## TASK GOAL
In the data that follows, find each line containing "target" and copy it.

## DATA RECORDS
--------------------
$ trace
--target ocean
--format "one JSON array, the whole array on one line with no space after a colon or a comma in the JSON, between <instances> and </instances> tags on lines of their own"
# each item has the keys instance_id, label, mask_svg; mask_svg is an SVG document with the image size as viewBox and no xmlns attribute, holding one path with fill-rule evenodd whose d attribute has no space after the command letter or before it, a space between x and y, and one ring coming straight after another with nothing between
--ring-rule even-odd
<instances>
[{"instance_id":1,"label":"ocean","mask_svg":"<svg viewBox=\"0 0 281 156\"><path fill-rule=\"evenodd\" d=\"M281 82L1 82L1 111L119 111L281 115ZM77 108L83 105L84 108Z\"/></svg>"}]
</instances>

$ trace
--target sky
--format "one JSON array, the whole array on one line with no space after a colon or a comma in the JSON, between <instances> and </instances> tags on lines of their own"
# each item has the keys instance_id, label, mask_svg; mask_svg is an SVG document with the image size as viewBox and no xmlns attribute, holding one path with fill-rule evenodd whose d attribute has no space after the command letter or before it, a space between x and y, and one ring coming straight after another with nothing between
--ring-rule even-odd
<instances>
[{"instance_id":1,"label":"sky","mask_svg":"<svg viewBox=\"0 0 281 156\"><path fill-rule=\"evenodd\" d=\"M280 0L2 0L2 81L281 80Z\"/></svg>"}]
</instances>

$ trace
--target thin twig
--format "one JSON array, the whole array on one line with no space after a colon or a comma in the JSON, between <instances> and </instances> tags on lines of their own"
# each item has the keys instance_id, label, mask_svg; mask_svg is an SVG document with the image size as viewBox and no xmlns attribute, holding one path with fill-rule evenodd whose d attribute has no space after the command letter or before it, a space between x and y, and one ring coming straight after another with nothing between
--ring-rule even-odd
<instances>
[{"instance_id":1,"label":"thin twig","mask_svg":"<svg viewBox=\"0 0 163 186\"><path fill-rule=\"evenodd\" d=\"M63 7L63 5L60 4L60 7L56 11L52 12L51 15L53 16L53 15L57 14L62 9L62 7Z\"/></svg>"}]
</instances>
--------------------
## OUTPUT FOR THIS TASK
--target ocean
--target sky
--target thin twig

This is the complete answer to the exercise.